PASSAGE GIVEN -
-- BEGIN --

Sunday 25 March 2018

QE unwind, Libor and credit demand

For the most part in the West the governments have been the big borrowers in this cycle and the leveraged lenders to them have been banks; commercial and central. The Fed is now selling and that is acting as a transmission mechanism to tighten funding conditions and raise yields in some areas of fixed income. 


The problem some banks have now is negative carry assets and duration losses. DB as of last Dec, for example, seems to have a TSY/ agency portfolio yielding 1.4%, over EUR180bn of fixed-rate loans and overall a EUR630bn financial markets balance sheet. 




The Central Banks have a looming problem, perhaps in 2019 for the Fed, if they go to a neutral interest rate for the real economy they hike the interest bill on the host government (about $150bn cash interest I believe for every 100bps on sub-$4Tn Federal revenues) and cause duration losses for leveraged and real money holders of debt, including pensions and state pension systems. If they dont hike enough rates are still very loose for the real economy. 

Overall I expect them to let rates creep up and Fed balance sheet to shrink until something goes bang. I think that is when Fed funds are over 3%. Then the Fed will be stuck and I think the market sees the 'LBO Whitehouse' for what it is later this year or early next year; keep rates low and grow nominal GDP to get debt/ GDP down and wages as a % of GDP up while avoiding a bad recession at all costs. You can grow nominal GDP over 150% in a decade if you really want to...





Trump's recent spending bill has probably injected $500bn or so of extra demand into the economy at a time of full employment. I think initially that will support demand and corp profits, and looking above at the 1970s, initially, equities rallied. But ultimately wages go up, and when margins fall equities fall; the Wiltshire index above fell about 50% in its bear market and never really performed well vs inflation after that until Volker hiked interest rates to kill inflation in the early 1980's.  


It is interesting that the Fed tax cuts and spending bill have come at a time when demand for bank credit has stalled or even started shrinking: 




So far the first to shrink has been marketable securities, obviously. But business credit is hardly growing, the consumer is holding up so far though.

They really need the wage inflation to come through to support the economy from here, otherwise the hiking cycle will end in a recession when corporates cut back. After a good start last year, the last 9 months have been really subdued for wages though.

-- END --

DATASET RECORDS -
-- BEGIN --

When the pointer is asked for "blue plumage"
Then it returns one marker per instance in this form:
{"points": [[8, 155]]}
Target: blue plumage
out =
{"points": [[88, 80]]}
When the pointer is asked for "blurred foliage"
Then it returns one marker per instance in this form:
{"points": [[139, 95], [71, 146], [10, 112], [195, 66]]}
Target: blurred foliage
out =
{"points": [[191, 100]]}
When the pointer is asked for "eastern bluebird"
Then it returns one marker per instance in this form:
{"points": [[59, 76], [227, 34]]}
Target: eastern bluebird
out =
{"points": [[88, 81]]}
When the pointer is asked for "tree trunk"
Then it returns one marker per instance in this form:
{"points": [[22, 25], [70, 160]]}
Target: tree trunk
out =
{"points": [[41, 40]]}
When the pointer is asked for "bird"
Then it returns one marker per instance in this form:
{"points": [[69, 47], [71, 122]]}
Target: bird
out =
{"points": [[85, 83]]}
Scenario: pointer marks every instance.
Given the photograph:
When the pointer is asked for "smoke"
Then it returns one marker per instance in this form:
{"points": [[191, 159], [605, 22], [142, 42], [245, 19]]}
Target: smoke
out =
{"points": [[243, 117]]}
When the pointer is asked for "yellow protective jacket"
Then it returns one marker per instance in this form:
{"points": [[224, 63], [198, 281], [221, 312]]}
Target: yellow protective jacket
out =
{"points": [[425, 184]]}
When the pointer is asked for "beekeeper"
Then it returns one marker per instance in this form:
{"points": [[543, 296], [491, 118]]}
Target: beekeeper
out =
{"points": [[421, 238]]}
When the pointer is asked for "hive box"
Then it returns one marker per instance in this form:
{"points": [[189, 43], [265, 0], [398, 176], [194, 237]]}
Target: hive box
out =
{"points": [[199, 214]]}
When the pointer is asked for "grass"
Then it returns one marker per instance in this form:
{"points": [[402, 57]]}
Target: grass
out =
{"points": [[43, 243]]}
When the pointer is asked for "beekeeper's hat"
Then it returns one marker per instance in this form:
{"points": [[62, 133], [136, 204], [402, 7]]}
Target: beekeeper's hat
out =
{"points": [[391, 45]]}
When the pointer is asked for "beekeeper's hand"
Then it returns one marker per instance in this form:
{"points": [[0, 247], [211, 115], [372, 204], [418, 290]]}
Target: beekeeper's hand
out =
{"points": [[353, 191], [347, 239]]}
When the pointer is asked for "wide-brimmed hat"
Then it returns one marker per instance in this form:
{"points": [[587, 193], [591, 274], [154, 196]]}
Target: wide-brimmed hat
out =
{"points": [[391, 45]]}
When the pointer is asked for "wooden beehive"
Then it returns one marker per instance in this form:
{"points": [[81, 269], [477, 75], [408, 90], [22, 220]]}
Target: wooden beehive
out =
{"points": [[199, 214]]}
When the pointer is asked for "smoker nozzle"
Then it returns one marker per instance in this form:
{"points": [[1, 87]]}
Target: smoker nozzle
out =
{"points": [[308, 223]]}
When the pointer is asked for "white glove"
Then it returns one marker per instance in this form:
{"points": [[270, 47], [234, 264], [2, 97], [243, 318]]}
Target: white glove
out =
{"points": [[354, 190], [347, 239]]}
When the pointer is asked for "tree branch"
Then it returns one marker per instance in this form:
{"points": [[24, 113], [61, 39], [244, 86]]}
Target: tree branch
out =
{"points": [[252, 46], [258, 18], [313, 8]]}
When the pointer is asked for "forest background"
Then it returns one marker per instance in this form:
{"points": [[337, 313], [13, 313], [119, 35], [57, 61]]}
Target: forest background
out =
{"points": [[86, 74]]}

-- END --

WHAT IS ASKED -
Please answer these questions from the post on QE unwind, Libor and credit demand:
(a) What yield does the DB TSY/agency portfolio seem to have as of last December?
(b) Above what Fed funds level does the writer expect something to go bang?
(c) Roughly how much extra demand has Trump's recent spending bill probably injected into the economy?

REPLY -
(a) 1.4%
(b) 3%
(c) About $500bn